• **DATA ENTRIES**:
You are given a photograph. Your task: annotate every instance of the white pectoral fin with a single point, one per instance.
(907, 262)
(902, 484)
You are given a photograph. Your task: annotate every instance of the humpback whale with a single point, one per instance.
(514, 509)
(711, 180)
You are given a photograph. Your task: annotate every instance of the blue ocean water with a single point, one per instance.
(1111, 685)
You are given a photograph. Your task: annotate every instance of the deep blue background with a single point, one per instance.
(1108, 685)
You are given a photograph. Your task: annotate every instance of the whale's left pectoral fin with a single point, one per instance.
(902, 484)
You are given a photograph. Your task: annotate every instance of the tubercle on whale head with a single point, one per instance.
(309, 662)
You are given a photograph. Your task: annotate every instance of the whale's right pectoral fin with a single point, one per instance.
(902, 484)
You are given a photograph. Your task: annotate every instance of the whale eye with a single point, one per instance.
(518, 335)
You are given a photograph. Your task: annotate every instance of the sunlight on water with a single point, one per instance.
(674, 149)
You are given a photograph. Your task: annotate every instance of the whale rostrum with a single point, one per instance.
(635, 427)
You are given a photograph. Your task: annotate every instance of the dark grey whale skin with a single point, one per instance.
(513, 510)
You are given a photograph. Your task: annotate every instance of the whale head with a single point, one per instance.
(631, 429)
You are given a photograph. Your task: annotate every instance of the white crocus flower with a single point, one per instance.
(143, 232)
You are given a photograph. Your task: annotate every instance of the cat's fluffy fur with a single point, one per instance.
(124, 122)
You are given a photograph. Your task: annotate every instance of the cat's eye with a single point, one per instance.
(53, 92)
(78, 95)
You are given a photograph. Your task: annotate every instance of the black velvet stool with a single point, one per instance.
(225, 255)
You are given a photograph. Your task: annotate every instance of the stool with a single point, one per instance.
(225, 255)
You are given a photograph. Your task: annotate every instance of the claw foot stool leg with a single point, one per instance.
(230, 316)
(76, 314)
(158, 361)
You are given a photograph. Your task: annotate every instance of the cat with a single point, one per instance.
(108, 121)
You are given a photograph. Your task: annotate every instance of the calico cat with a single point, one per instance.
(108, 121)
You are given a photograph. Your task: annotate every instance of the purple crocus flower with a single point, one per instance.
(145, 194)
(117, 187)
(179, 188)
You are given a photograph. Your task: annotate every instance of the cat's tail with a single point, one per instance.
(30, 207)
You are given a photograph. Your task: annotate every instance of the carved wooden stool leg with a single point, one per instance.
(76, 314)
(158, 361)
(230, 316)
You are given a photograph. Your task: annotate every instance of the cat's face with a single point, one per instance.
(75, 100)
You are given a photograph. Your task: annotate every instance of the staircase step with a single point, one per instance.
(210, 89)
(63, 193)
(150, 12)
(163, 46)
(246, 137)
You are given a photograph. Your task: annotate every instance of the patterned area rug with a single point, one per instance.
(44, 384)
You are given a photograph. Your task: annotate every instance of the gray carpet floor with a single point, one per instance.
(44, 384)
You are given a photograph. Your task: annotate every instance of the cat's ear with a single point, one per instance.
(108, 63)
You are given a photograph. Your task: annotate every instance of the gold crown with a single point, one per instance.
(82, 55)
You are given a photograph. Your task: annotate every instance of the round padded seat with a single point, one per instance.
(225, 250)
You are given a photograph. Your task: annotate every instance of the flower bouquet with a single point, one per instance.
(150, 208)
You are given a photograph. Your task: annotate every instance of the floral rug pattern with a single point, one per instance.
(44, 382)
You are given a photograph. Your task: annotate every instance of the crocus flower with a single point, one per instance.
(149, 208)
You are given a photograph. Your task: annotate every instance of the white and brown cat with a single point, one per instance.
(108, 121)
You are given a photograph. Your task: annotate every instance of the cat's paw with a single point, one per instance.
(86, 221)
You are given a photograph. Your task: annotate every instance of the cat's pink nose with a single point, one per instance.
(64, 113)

• **WHAT IS NEEDED**:
Please convert all of the entries above into a JSON list of strings, with one string for each line and blank lines left out.

• **EXERCISE RESPONSE**:
[
  "You are given a photograph. Your task: annotate every instance of the white pectoral fin with a single point, one per instance.",
  "(907, 262)",
  "(902, 484)",
  "You are given a photograph. Your task: annotate every instance of the humpback whale with a single point, one per instance.",
  "(514, 509)",
  "(711, 180)",
  "You are given a photograph. Your task: annotate every instance of the blue ocean water with a single point, one per instance.",
  "(1111, 685)",
  "You are given a photograph. Your task: annotate every instance of the deep blue background with a single point, one per instance.",
  "(1108, 685)",
  "You are given a photograph. Your task: annotate every instance of the whale's left pectoral fin with a single point, one per instance.",
  "(902, 484)",
  "You are given a photograph. Your task: annotate every instance of the tubercle on whale head with a single point, one per instance.",
  "(309, 662)",
  "You are given a photograph. Your task: annotate every instance of the whale's right pectoral fin with a single point, one per instance.",
  "(902, 484)",
  "You are given a photograph. Your task: annotate every instance of the whale eye with a single point, one per instance.",
  "(518, 335)",
  "You are given a photograph. Your task: annotate every instance of the sunlight on water with a single point, one per instance.",
  "(674, 149)",
  "You are given a photograph. Your task: annotate every instance of the whale rostrum with a single point, one per instance.",
  "(635, 427)",
  "You are given a photograph. Your task: annotate every instance of the dark grey whale skin with a single point, one per instance.",
  "(513, 510)",
  "You are given a photograph. Your task: annotate every instance of the whale head with a single point, one per instance.",
  "(631, 429)",
  "You are given a photograph. Your task: annotate every instance of the white crocus flower with a single point, one per instance.",
  "(143, 232)",
  "You are given a photograph. Your task: annotate every instance of the cat's fluffy fur with a single point, one per instance.",
  "(124, 122)",
  "You are given a photograph. Your task: annotate every instance of the cat's eye with a single point, one per instance.",
  "(53, 92)",
  "(78, 95)",
  "You are given a photograph. Your task: annotate every instance of the black velvet stool with a single point, one per instance.",
  "(225, 255)",
  "You are given a photograph. Your task: annotate every instance of the stool with a single point, one per instance.",
  "(225, 255)",
  "You are given a photograph. Your task: annotate every instance of the claw foot stool leg with a single point, one per instance.",
  "(230, 316)",
  "(76, 314)",
  "(158, 361)",
  "You are given a photograph. Your task: annotate every instance of the cat with a single point, one per instance.",
  "(108, 121)",
  "You are given a photograph. Your task: annotate every instance of the calico cat with a single point, one per instance.",
  "(108, 121)",
  "You are given a photograph. Your task: annotate every instance of the purple crocus flower with a single point, one per instance.",
  "(145, 194)",
  "(117, 187)",
  "(179, 188)",
  "You are given a photograph. Your task: annotate every instance of the cat's tail with a single point, one per instance.",
  "(30, 207)",
  "You are given a photograph. Your task: annotate every instance of the carved wooden stool leg with a single point, one per instance.",
  "(76, 314)",
  "(158, 361)",
  "(230, 316)",
  "You are given a photograph. Your task: annotate every instance of the cat's face with a single point, one per instance.",
  "(75, 100)",
  "You are given a photograph. Your task: annotate every instance of the staircase step with a single point, one per instance.",
  "(210, 89)",
  "(63, 193)",
  "(150, 12)",
  "(163, 46)",
  "(246, 137)",
  "You are given a photograph. Your task: annotate every instance of the patterned area rug with a single point, one per instance.",
  "(44, 384)",
  "You are given a photograph. Your task: annotate every instance of the gray carpet floor with a single point, one per instance.",
  "(44, 384)",
  "You are given a photograph. Your task: annotate every instance of the cat's ear with a single point, one per instance.",
  "(108, 63)",
  "You are given a photograph. Your task: annotate every instance of the gold crown with a single point, one per instance.",
  "(82, 55)",
  "You are given a photograph. Your task: annotate every instance of the round padded seat with a single point, one per instance.",
  "(225, 250)",
  "You are given a photograph. Your task: annotate every instance of the flower bouquet with a single point, one per instance.",
  "(150, 208)",
  "You are given a photograph. Your task: annotate every instance of the floral rug pattern with a single point, one per instance.",
  "(44, 382)",
  "You are given a photograph. Your task: annotate every instance of the crocus flower with a single point, one per instance.",
  "(149, 208)",
  "You are given a photograph. Your task: annotate every instance of the white and brown cat with a single point, one per instance.",
  "(108, 121)",
  "You are given a photograph. Your task: annotate every instance of the cat's paw with a single point, one per instance.",
  "(86, 221)",
  "You are given a photograph. Your task: annotate every instance of the cat's pink nose with a single point, one per instance.",
  "(64, 113)"
]